The Wondrous Re-Imagining of a Japanese Folktale: Patrick Ness’s ‘The Crane Wife’

The Crane WifeIn the Japanese folktale Tsuru no Ongaeshi, upon which Patrick Ness’s wondrous new novel, The Crane Wife, is loosely based, a young rice farmer rescues a beautiful white crane that has crashed into his rice paddy. The crane’s fall is caused by an arrow still jutting from its wing; the farmer carefully extracts the arrow and bids the crane take care as it flies away. When he returns to his house, the farmer is shocked to find a young woman waiting for him there. She tells him she has come to be his wife and ignores his protestations of poverty. They begin a happy life together; soon the new wife barricades herself in her weaving room, alone with her loom. At her request, the farmer swears never to look inside, and she stays locked in the room for seven days. At the end of the seven days, she emerges, skinny as a rail, and presents her husband with the most beautiful piece of cloth he has ever seen. Sell it at market, she commands him, and there it fetches a high price. She returns to her weaving room and shuts the door. Curious as to the source of his wife’s skill, the farmer breaks his promise and peeks in. There, in place of his wife, sits the great white crane, weaving its feathers on the loom. When the crane sees the farmer, she sadly tells him she is the crane he saved, and that she had wished to repay him by becoming his wife. But now that he knows her true form, she can no longer remain with him. The crane removes the cloth from the loom and gives it to the farmer, then takes to the sky.

##############################

REQUIREMENT A:
Answer these questions about the review of The Crane Wife:
(i) What causes the crane to fall into the rice paddy?
(ii) For how many days does the wife stay locked in her weaving room?
(iii) What does the farmer see when he peeks into the room?
The records that come next are unrelated to the text.

Data extracted from a collection:

##############################

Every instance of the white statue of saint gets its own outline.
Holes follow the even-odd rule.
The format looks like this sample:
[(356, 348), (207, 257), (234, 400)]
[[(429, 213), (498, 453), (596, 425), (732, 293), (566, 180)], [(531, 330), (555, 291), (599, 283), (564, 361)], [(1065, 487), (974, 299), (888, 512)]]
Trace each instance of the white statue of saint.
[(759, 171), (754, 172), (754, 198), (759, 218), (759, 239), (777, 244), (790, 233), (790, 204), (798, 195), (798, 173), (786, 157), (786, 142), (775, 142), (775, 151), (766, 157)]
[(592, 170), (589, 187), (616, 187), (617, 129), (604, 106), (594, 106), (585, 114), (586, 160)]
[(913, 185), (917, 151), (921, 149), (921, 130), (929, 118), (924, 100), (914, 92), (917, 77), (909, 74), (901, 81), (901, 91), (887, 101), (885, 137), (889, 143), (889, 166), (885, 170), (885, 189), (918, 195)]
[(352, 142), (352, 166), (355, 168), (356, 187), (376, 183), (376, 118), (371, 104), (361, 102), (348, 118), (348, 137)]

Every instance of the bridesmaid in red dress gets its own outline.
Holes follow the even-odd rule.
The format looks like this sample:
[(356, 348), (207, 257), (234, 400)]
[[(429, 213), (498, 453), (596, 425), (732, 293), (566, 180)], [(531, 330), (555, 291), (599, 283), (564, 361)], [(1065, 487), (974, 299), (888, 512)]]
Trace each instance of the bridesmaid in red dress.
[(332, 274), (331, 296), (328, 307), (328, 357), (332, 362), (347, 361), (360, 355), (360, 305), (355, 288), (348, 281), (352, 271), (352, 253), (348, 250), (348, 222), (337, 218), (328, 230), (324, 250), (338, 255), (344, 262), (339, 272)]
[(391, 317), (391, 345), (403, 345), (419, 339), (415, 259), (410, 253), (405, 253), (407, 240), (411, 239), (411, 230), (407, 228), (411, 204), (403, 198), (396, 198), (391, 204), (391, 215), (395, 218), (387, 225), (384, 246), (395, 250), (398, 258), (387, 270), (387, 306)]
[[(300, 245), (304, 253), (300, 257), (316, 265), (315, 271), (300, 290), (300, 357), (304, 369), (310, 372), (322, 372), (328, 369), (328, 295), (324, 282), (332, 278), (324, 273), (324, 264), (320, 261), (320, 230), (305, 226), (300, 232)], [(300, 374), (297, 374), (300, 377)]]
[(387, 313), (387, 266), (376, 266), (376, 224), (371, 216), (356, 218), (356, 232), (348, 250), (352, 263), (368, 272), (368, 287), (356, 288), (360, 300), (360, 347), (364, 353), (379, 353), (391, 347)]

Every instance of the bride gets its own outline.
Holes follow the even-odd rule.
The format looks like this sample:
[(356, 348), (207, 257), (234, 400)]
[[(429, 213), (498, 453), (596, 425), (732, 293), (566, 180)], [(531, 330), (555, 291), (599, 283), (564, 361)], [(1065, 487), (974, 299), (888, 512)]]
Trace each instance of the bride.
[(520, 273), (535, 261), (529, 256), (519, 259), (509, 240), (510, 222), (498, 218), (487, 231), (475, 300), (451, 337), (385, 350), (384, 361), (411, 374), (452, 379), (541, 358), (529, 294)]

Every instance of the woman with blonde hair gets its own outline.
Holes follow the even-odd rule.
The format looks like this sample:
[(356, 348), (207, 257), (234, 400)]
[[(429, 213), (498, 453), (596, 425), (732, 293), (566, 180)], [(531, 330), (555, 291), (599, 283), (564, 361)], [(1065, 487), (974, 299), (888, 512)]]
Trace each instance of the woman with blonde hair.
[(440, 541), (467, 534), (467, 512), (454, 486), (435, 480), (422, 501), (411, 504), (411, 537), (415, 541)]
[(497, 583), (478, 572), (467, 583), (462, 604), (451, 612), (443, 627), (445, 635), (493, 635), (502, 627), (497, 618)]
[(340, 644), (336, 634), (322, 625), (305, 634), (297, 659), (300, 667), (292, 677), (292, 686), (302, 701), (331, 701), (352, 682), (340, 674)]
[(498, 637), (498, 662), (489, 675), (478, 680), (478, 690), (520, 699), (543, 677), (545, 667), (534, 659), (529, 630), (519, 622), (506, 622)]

##############################

REQUIREMENT B: From the records, extract the lines beginning with the first line of the records and ending with the line that contains "151), (766, 157)]", and copy them out with nothing else.

TASK SOLUTION A:
(i) An arrow still jutting from its wing.
(ii) Seven days.
(iii) The great white crane, weaving its feathers on the loom.

TASK SOLUTION B:
Every instance of the white statue of saint gets its own outline.
Holes follow the even-odd rule.
The format looks like this sample:
[(356, 348), (207, 257), (234, 400)]
[[(429, 213), (498, 453), (596, 425), (732, 293), (566, 180)], [(531, 330), (555, 291), (599, 283), (564, 361)], [(1065, 487), (974, 299), (888, 512)]]
Trace each instance of the white statue of saint.
[(759, 171), (754, 172), (754, 198), (759, 218), (759, 239), (777, 244), (790, 233), (790, 204), (798, 195), (798, 173), (786, 157), (786, 142), (775, 142), (775, 151), (766, 157)]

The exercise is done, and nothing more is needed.